Goal A —
Output the passage from the Bill C-36 text between "In early June" and "Court had requested.", inclusive.
Goal B —
Pick up the text on Bill C-36 and prostitution in Canada from where it stops and continue it.

Document passage —
━━━━━━━━━━━━━━━━

Tuesday, June 17, 2014

Bill C-36 and Prostitution in Canada: Moral Criminalization of Sex Workers

The Canadian government established The Royal Commission on the Relations of Labour and Capital in 1889 to face the growing criticism on security in the labour force. Too many workers were being hurt, too many oppressive working conditions were still in place, but the federal government refused to act, saying it would overstep into provincial jurisdiction.

In 1914, Ontario is the first province to institute the Workmen's Compensation Act for workers injured on the job. In 1972, Saskatchewan follows with a first of its kind Occupational Health Act, which makes both health and safety the joint responsibility of management and workers. The Canadian Charter of Rights and Freedoms was enacted in 1982, but following mass protests around the country over the next decades, the Supreme Court, in 2007, overturned more than twenty years of Charter of workplace jurisprudence by allowing for unionized healthcare and social services for workers.

Then, in December of 2013, the Supreme Court unanimously struck down Canada's major prostitution laws, stating unequivocally that Parliament's restrictive measures had infringed on the constitutional rights and security of prostitutes. Ruling on the Bedford Case, the Court gave the Minister of Justice Peter MacKay one year to revise the laws in favour of more protective measures.

In early June 2014, MacKay did just that, unveiling a prostitution bill based on the Nordic model, calling it a Canadian version that criminalized the purchase of sex and scoffed in the face of what the Supreme Court had requested.

The Nordic model has been condemned worldwide, and the Canadian version appears far worse. The Bill intensely persecutes clients, criminalizing the use of sex services with five years in prison, while also targeting anyone who receives material benefits from prostitution. It bans the advertisement of prostitution, even in the online marketplace, and places restrictions on where and how prostitutes can practise their trade. Undeniably, it paints prostitutes as the immoral decay in society and their clients as sexually unhinged.

Bill C-36, perhaps ironically entitled The Protection of Communities and Exploited Persons Act, believes paid sex is a form of violence against women, heavily steeped in inequalities between the sexes and the moral preservation of the purity of female sexuality. Under this bill, sex for money is inherently undignified and impure, and women who choose this line of work are social degenerates to be castigated in the public eye - but most are undoubtedly victims, and the proprietary and paternalistic nature that C-36 holds towards women emboldens it to 'save' women from their bad choices.

━━━━━━━━━━━━━━━━

Excerpted records —
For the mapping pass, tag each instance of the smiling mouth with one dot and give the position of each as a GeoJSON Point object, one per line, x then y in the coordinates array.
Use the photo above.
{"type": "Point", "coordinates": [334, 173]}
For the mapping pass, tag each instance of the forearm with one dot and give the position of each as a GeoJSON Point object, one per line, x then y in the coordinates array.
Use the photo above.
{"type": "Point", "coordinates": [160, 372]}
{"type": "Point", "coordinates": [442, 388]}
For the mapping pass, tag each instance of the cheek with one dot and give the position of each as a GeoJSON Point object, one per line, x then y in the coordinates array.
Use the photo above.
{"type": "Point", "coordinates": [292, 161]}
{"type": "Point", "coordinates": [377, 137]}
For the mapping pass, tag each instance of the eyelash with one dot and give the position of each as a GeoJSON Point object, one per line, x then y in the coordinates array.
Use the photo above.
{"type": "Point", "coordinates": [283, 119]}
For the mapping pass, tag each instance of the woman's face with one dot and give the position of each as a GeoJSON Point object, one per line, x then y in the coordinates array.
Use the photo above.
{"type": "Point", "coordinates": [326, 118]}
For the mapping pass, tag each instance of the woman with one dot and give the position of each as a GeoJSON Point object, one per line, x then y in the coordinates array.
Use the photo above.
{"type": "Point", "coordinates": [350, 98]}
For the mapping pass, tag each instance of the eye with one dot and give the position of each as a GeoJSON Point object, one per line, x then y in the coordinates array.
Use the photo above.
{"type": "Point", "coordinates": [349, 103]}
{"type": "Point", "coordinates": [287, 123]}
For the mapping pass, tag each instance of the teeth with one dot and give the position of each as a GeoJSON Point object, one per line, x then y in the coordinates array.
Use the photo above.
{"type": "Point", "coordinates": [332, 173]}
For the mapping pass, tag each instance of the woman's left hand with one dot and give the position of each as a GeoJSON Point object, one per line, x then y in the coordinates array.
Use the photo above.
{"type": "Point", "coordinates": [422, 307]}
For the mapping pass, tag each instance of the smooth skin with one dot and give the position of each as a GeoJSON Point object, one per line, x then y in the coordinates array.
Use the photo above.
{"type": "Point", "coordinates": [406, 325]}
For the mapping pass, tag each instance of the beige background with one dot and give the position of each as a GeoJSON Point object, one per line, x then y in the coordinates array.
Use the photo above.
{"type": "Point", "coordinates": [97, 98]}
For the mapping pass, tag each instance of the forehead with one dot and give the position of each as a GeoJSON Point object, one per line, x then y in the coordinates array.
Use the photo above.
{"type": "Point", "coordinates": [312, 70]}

━━━━━━━━━━━━━━━━

Expected output A —
In early June 2014, MacKay did just that, unveiling a prostitution bill based on the Nordic model, calling it a Canadian version that criminalized the purchase of sex and scoffed in the face of what the Supreme Court had requested.

Expected output B —
The Bill is lax on defining terms, which are intrinsic to law, security and criminalization. 'Public space', 'avails', 'where children are expected to be present' - all these terms would be up for varying definition by the courts. Does not benefiting from avails mean that prostitutes could not hire drivers, body guards, screeners to improve their security? If public space is widely defined, will prostitutes be forced to work indoors but not tell anyone for fear of losing clients? Does public space include the internet? Defining terms is the basic structure of any law, and MacKay fails miserably in this, aiming to leave definitions open in the hopes of stricter legal interpretation.

As is, Bill C-36 would be struck down by the Supreme Court as it does nothing to improve the safety of sex workers. In their 2013 decision, the Court stated: "It is not a crime in Canada to sell sex for money," and nor is it a crime to buy it. MacKay changed that with the tabling of Bill C-36, defying new Canadian polls that suggest "more canadians favour decriminalization than cracking down on prostitutes and clients."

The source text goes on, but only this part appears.